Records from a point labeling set
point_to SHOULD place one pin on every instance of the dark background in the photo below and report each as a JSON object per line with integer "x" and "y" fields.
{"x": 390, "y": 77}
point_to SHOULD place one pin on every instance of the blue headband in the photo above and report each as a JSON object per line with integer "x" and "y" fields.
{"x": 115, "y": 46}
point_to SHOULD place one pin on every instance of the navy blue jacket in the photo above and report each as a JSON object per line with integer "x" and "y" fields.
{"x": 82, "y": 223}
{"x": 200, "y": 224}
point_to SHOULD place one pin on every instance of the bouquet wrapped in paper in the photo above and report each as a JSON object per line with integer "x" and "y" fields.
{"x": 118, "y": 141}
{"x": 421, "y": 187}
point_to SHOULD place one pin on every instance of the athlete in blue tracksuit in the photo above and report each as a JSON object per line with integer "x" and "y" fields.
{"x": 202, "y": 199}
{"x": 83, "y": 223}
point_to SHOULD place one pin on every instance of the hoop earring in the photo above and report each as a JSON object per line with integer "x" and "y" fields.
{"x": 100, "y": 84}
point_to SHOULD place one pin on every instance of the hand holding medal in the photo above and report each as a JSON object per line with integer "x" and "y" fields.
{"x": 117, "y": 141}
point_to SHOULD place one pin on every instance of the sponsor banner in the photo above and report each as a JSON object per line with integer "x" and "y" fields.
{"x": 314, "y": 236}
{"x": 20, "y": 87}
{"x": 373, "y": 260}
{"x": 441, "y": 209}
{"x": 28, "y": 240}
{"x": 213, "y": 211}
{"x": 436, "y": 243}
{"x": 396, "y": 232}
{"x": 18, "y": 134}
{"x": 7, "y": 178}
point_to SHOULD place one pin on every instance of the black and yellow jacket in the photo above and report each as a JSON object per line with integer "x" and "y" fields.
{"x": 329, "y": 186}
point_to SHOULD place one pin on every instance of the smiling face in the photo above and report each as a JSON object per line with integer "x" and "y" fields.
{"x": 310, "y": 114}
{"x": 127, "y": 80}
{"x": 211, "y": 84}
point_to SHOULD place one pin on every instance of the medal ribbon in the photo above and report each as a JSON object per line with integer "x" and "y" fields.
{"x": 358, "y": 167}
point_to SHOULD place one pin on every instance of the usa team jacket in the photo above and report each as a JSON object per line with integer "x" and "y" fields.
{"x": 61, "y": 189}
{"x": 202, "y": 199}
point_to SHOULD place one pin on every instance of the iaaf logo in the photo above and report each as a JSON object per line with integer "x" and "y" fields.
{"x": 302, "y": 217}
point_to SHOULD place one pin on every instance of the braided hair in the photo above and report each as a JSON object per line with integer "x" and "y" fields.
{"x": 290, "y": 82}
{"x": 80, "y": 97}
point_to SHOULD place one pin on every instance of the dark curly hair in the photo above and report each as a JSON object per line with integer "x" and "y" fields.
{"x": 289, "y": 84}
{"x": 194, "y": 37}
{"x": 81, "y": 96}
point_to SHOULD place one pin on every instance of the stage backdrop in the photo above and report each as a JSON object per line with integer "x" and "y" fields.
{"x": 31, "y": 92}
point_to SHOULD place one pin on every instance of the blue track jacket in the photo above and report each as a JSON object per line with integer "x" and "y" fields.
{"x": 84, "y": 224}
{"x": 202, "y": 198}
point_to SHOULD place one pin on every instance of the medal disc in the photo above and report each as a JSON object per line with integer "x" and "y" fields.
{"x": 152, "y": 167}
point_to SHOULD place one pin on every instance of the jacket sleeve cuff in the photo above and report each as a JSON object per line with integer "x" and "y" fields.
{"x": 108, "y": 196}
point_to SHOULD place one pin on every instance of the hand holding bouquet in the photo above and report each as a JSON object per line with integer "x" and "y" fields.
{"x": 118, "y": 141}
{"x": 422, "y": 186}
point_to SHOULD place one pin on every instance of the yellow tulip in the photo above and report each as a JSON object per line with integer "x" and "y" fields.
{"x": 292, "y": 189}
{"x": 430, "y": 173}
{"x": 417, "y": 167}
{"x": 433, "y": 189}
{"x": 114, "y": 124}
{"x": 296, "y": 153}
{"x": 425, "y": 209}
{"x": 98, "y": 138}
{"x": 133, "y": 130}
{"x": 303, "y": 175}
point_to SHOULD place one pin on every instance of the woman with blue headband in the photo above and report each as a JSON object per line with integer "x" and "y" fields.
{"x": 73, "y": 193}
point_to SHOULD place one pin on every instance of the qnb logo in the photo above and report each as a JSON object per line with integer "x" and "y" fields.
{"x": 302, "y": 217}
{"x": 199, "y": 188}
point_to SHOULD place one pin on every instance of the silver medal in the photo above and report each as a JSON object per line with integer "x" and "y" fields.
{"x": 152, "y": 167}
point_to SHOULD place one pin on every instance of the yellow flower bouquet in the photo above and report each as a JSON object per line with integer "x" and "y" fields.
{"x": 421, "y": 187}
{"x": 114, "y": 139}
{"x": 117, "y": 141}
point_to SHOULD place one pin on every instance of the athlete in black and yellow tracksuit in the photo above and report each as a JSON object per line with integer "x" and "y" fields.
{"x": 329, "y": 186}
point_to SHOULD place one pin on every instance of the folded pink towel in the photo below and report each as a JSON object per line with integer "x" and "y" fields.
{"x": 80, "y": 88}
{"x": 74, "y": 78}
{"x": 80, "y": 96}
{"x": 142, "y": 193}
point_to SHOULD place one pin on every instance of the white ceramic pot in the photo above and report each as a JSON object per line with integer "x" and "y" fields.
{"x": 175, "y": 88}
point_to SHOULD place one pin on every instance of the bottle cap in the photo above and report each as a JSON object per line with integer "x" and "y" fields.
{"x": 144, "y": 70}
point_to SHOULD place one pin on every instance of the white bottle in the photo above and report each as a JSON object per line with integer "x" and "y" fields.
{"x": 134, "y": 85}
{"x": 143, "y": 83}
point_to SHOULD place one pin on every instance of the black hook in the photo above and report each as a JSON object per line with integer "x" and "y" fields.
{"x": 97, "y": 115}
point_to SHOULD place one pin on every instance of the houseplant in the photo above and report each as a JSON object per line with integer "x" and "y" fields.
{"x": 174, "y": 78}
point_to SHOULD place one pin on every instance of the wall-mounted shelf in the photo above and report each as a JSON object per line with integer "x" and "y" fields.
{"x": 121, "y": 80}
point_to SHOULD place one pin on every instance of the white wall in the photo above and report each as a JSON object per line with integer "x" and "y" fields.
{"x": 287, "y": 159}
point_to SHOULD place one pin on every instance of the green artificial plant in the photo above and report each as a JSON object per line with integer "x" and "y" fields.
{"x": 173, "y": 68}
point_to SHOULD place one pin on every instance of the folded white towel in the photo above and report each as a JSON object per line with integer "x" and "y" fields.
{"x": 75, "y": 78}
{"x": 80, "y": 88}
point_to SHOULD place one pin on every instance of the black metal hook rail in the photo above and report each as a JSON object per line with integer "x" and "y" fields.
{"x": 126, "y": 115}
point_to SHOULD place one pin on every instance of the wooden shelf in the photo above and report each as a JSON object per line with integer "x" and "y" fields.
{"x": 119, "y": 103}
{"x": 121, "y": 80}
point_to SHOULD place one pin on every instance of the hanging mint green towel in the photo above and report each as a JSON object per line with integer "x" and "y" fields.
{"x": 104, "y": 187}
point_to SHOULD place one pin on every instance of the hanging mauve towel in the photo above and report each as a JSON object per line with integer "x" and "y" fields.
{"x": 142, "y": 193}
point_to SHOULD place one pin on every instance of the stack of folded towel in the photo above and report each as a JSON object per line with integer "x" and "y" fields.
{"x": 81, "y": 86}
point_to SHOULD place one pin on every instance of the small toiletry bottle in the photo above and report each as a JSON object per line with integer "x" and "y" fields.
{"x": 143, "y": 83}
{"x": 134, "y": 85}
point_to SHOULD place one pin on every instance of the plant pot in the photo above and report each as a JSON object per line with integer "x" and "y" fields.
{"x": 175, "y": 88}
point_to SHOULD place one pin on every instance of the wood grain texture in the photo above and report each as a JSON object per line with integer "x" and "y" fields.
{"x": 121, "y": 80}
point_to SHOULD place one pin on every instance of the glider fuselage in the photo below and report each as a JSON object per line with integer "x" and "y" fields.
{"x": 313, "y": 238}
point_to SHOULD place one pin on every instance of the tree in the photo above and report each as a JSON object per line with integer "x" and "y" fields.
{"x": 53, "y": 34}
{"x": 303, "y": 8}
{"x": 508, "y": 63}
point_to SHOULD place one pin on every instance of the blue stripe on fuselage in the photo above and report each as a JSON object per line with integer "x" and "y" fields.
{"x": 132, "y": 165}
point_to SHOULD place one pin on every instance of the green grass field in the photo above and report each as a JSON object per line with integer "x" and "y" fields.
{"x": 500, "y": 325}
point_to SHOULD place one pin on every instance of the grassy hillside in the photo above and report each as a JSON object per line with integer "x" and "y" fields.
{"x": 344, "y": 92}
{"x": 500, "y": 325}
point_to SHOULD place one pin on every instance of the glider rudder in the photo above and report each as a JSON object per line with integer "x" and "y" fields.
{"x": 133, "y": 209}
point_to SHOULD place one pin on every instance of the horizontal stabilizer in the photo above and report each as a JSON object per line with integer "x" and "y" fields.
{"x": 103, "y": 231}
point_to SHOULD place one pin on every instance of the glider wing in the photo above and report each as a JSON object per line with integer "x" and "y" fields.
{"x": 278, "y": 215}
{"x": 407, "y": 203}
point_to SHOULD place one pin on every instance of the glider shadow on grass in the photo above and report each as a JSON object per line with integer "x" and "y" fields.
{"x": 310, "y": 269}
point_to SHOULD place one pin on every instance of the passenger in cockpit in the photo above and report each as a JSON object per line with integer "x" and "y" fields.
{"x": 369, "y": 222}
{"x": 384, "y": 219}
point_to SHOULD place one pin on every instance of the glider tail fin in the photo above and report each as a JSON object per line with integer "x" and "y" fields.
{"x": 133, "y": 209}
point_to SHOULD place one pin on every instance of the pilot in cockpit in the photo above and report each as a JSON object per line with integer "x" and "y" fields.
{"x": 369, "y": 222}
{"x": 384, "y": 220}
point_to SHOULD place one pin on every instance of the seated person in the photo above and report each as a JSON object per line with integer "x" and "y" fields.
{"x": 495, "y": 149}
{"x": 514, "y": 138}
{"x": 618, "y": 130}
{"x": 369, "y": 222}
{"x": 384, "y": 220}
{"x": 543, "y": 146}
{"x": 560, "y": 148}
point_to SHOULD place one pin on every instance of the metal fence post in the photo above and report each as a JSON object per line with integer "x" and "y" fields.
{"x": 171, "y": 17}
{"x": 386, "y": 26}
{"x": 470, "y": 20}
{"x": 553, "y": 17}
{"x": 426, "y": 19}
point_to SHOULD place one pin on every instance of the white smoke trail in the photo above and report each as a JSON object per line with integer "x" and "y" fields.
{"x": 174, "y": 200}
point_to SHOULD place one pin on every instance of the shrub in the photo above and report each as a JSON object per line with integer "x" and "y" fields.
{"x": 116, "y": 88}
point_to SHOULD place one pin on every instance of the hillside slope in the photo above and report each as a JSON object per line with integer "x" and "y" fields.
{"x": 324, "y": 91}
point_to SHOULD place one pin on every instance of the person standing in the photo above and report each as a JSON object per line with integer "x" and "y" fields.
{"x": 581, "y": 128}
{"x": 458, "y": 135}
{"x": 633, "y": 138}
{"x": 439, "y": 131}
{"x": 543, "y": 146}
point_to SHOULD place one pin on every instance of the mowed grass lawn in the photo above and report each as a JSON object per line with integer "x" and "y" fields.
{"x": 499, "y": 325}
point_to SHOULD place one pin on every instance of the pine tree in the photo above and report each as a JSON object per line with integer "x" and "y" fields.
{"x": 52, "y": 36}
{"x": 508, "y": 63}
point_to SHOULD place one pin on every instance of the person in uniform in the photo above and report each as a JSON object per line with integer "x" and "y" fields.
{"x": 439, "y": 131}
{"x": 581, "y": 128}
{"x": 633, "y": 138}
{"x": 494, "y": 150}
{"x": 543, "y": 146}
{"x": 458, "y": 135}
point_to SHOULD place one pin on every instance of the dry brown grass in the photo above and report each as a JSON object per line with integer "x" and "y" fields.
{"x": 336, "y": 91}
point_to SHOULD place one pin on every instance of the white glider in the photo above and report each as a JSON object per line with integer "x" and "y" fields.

= WHAT TO DO =
Retype nothing except the lines from the line holding "point_to SHOULD place one pin on every instance of the metal" through the last line of the entries, both included.

= RESULT OF THE EXERCISE =
point_to SHOULD place one pin on every instance of the metal fence post in the photo above and report each as a JSON object per line with integer "x" and "y" fields.
{"x": 171, "y": 17}
{"x": 386, "y": 26}
{"x": 470, "y": 20}
{"x": 553, "y": 17}
{"x": 426, "y": 19}
point_to SHOULD place one pin on every instance of the white smoke trail in the photo above and report each as a JSON object per line with integer "x" and "y" fields.
{"x": 174, "y": 200}
point_to SHOULD place one pin on every instance of the shrub in the photo above and report each as a JSON object per line with integer "x" and "y" fields.
{"x": 116, "y": 88}
point_to SHOULD place one pin on every instance of the hillside slope in the photo above and report each as a JSON object per line with integer "x" and "y" fields.
{"x": 324, "y": 91}
point_to SHOULD place one pin on every instance of the person standing in the photo above and report each as a JSON object per line with integer "x" and "y" fields.
{"x": 581, "y": 128}
{"x": 458, "y": 135}
{"x": 633, "y": 138}
{"x": 439, "y": 131}
{"x": 543, "y": 146}
point_to SHOULD place one pin on every instance of the mowed grass lawn in the photo above and report each as a JSON object per line with integer "x" and "y" fields.
{"x": 499, "y": 325}
point_to SHOULD place one pin on every instance of the pine tree in the photo above and report each as a JSON object per line with integer "x" and "y" fields.
{"x": 52, "y": 36}
{"x": 508, "y": 63}
point_to SHOULD place one pin on every instance of the person in uniform in the photo above and report each as a JSON object per line with integer "x" and "y" fields.
{"x": 439, "y": 131}
{"x": 581, "y": 128}
{"x": 633, "y": 138}
{"x": 494, "y": 150}
{"x": 543, "y": 146}
{"x": 458, "y": 135}
point_to SHOULD place one pin on every instance of the dry brown grass in the photo above and report each as a JSON object per line with integer "x" and "y" fields.
{"x": 336, "y": 91}
point_to SHOULD place one pin on every instance of the white glider in the photo above and report each as a JSON object per line with integer "x" and "y" fields.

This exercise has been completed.